>> Start

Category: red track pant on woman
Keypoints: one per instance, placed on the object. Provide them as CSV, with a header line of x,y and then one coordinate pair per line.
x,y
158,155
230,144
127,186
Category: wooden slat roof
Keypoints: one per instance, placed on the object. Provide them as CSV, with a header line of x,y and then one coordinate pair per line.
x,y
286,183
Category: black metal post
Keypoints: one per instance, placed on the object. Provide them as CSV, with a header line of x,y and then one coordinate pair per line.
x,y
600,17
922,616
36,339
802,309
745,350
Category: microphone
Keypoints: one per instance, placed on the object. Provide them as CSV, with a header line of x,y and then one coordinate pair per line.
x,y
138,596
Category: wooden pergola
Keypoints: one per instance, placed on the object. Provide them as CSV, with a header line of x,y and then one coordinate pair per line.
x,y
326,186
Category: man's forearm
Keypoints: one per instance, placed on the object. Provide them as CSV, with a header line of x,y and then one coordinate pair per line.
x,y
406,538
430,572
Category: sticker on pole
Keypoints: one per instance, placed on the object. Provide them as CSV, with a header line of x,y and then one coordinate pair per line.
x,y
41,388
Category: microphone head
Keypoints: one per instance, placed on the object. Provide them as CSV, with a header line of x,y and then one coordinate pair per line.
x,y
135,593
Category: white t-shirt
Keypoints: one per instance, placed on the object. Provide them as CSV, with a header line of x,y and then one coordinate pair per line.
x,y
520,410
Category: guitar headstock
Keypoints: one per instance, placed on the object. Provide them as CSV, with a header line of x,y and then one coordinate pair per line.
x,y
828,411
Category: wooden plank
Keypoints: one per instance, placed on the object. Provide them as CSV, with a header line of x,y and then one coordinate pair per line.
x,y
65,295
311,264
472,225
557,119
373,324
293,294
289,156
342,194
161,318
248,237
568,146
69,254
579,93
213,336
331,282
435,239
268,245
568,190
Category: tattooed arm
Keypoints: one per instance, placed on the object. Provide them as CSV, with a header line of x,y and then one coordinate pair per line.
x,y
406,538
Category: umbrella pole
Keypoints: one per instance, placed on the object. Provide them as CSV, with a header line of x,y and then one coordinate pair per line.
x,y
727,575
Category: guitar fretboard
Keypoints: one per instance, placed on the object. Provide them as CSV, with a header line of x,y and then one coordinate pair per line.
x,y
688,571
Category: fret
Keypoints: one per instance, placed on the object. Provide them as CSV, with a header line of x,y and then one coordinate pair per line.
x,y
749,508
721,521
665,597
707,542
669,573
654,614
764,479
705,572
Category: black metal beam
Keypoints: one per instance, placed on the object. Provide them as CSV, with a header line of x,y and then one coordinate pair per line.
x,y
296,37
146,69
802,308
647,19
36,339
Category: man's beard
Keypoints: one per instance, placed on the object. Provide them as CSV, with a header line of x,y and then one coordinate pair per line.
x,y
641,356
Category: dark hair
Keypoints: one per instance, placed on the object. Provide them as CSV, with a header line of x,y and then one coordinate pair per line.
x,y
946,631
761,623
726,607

>> End

● **PROMPT**: Copy all of the records above word for word, with nothing changed.

● **OUTPUT**:
Category: red track pant on woman
Keypoints: one per instance, placed on the object. Provide them as CSV, with a header line of x,y and then one coordinate pair per line.
x,y
158,155
230,144
127,186
Category: wooden slat roof
Keypoints: one per instance, placed on the object. Provide them as CSV, with a header line of x,y and then one coordinate pair per line.
x,y
286,183
Category: black metal post
Keypoints: one per instance, placed on the object. Provide them as CSV, with a header line of x,y and then one coordinate pair per line.
x,y
600,17
922,616
36,339
802,309
745,350
Category: microphone
Keypoints: one per instance, placed on the object. Provide them as CSV, with a header line of x,y and then one coordinate pair per line.
x,y
138,596
Category: wooden pergola
Keypoints: one per instance, placed on the object. Provide them as CSV, with a header line of x,y and then one coordinate pair per line.
x,y
326,186
Category: man's forearm
Keypoints: one per instance, placed on the object. Provide them as CSV, with a header line of x,y and then one coordinate pair per line.
x,y
406,538
430,572
Category: sticker on pole
Keypoints: one per instance, placed on the object. Provide them as CSV, with a header line of x,y and then one coordinate pair per line.
x,y
41,388
Category: microphone head
Keypoints: one per instance, placed on the object. Provide them as CSV, with a header line of x,y and then one coordinate pair per line.
x,y
135,593
Category: white t-shirt
Keypoints: one per instance, placed on the object. Provide them as CSV, with a header line of x,y and then one coordinate pair per line.
x,y
520,410
Category: guitar headstock
Keypoints: one per instance, placed on the object. Provide them as CSV, with a header line of x,y and then one coordinate pair per line.
x,y
828,411
Category: wooden plank
Keypoints: one per instance, placed on the object. Provide them as CSV, with a header line of x,y and then one coordinate pair per line.
x,y
65,295
311,264
472,225
557,119
373,324
293,294
289,156
342,194
161,318
248,237
568,146
69,254
579,93
213,336
331,282
435,239
268,245
568,190
Category: tattooed arm
Keypoints: one per instance, placed on the object. Provide them as CSV, with a header line of x,y and then one coordinate pair per line.
x,y
406,538
Category: umbrella pole
Keypoints: one per instance, placed on the object. Provide them as CSV, with a header line of x,y and then one coordinate pair per line.
x,y
727,575
Category: guitar fretboard
Keypoints: one per instance, placed on the object. Provide them as CSV, with a header line of x,y and then one coordinate pair per line.
x,y
688,571
Category: fret
Keypoints: one per instance, placed on the object. Provide them as CSV, with a header line of x,y and then one coordinate pair per line.
x,y
749,508
721,521
665,597
707,542
669,573
654,614
764,479
705,572
Category: black metal beam
Keypoints: one per instance, placed on the object. Provide them as CSV, with a header line of x,y and then one coordinate pair per line.
x,y
296,37
146,69
802,308
647,19
36,339
Category: man's beard
Keypoints: one per instance, placed on the object. Provide them as CSV, with a header line of x,y and then one coordinate pair per line.
x,y
641,356
Category: dark hair
Keypoints: one per instance, placed on the object. Provide them as CSV, with a header line of x,y and then one coordinate pair per line.
x,y
946,631
761,623
726,607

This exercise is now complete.